**TASK REQUIREMENTS:**
Can you give every line of the entries below as a numbered list, leaving out any blank lines?

**RECORDS TO PROCESS:**

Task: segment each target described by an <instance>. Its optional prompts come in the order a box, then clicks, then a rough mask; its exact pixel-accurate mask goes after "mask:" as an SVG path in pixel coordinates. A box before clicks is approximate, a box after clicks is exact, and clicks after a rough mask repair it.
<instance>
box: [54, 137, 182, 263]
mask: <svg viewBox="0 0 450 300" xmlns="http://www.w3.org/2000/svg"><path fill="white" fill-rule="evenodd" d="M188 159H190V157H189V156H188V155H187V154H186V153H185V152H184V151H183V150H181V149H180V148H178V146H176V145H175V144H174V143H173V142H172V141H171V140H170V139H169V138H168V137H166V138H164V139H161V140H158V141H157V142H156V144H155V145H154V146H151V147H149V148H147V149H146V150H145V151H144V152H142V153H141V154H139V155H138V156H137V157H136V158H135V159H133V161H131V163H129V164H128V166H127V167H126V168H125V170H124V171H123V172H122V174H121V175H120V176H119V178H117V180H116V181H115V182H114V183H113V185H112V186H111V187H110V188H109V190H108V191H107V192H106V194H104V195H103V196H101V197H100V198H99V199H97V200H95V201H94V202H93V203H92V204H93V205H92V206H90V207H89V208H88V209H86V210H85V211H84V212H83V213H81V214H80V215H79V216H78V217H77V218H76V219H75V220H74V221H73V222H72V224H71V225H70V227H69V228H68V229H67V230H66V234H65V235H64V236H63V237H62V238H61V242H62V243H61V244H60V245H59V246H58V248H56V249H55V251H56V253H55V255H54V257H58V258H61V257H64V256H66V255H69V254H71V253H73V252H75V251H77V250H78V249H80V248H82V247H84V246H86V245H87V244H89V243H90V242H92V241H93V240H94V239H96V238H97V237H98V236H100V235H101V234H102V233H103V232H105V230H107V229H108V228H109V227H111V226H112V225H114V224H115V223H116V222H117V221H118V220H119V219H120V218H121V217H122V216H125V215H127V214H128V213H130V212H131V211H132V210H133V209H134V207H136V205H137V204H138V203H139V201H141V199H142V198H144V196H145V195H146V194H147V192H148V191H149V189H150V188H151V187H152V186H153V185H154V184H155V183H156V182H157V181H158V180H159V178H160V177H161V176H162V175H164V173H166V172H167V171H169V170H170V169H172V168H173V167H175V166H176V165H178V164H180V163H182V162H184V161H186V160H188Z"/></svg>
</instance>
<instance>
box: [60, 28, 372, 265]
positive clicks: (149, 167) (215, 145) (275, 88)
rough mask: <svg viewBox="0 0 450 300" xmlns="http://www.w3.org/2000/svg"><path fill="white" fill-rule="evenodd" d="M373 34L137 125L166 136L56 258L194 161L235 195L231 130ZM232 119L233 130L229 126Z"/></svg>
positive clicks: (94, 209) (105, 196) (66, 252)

**TASK ANSWER:**
1. Task: segment each target described by an <instance>. Its optional prompts come in the order a box, then clicks, then a rough mask; its exact pixel-accurate mask goes after "mask:" as an SVG path in pixel coordinates. A box before clicks is approximate, a box after clicks is exact, and clicks after a rough mask repair it.
2. <instance>
3. box: [54, 137, 182, 263]
4. mask: <svg viewBox="0 0 450 300" xmlns="http://www.w3.org/2000/svg"><path fill="white" fill-rule="evenodd" d="M188 159H190V157H189V156H188V155H187V154H186V153H185V152H184V151H183V150H181V149H180V148H178V146H176V145H175V144H174V143H173V142H172V141H171V140H170V139H169V138H168V137H166V138H164V139H161V140H158V141H157V142H156V144H155V145H154V146H151V147H149V148H147V149H146V150H145V151H144V152H142V153H141V154H139V155H138V156H137V157H136V158H135V159H133V161H131V163H129V164H128V166H127V167H126V168H125V170H124V171H123V172H122V174H121V175H120V176H119V178H117V180H116V181H115V182H114V183H113V185H112V186H111V187H110V188H109V190H108V191H107V192H106V194H104V195H103V196H101V197H100V198H99V199H97V200H95V201H94V202H93V203H92V204H93V205H92V206H90V207H89V208H88V209H86V210H85V211H84V212H83V213H81V214H80V215H79V216H78V217H77V218H76V219H75V220H74V221H73V222H72V224H71V225H70V227H69V228H68V229H67V230H66V234H65V235H64V236H63V237H62V238H61V242H62V243H61V244H60V245H59V246H58V248H56V249H55V251H56V253H55V255H54V257H58V258H61V257H64V256H66V255H69V254H71V253H73V252H75V251H77V250H78V249H80V248H82V247H84V246H86V245H87V244H89V243H90V242H92V241H93V240H94V239H96V238H97V237H98V236H100V235H101V234H102V233H103V232H105V230H107V229H108V228H109V227H111V226H112V225H114V224H115V223H116V222H117V221H118V220H119V219H120V218H121V217H122V216H125V215H127V214H128V213H130V212H131V211H132V210H133V209H134V207H136V205H137V204H138V203H139V201H141V199H142V198H144V196H145V195H146V194H147V192H148V191H149V189H150V188H151V187H152V186H153V185H154V184H155V183H156V182H157V181H158V180H159V178H160V177H161V176H162V175H164V173H166V172H167V171H169V170H170V169H172V168H173V167H175V166H176V165H178V164H180V163H182V162H184V161H186V160H188Z"/></svg>
5. </instance>
6. <instance>
7. box: [60, 28, 372, 265]
8. positive clicks: (149, 167) (215, 145) (275, 88)
9. rough mask: <svg viewBox="0 0 450 300" xmlns="http://www.w3.org/2000/svg"><path fill="white" fill-rule="evenodd" d="M373 34L137 125L166 136L56 258L194 161L235 195L231 130ZM232 119L233 130L229 126Z"/></svg>
10. positive clicks: (94, 209) (105, 196) (66, 252)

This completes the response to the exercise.